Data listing

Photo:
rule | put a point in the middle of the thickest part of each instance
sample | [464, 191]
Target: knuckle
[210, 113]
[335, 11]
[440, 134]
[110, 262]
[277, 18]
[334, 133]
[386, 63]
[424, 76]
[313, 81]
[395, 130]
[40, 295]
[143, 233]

PROBLEM TO WORK ON
Please update these rows by replacing "thickest" with "widest" and leaving everything else unchanged.

SOLUTION TO THIS TASK
Photo:
rule | put a point in the middle of the widest part of each instance
sample | [464, 191]
Target: knuckle
[210, 113]
[335, 11]
[440, 134]
[110, 262]
[277, 18]
[334, 133]
[386, 63]
[424, 76]
[313, 81]
[395, 130]
[40, 295]
[143, 233]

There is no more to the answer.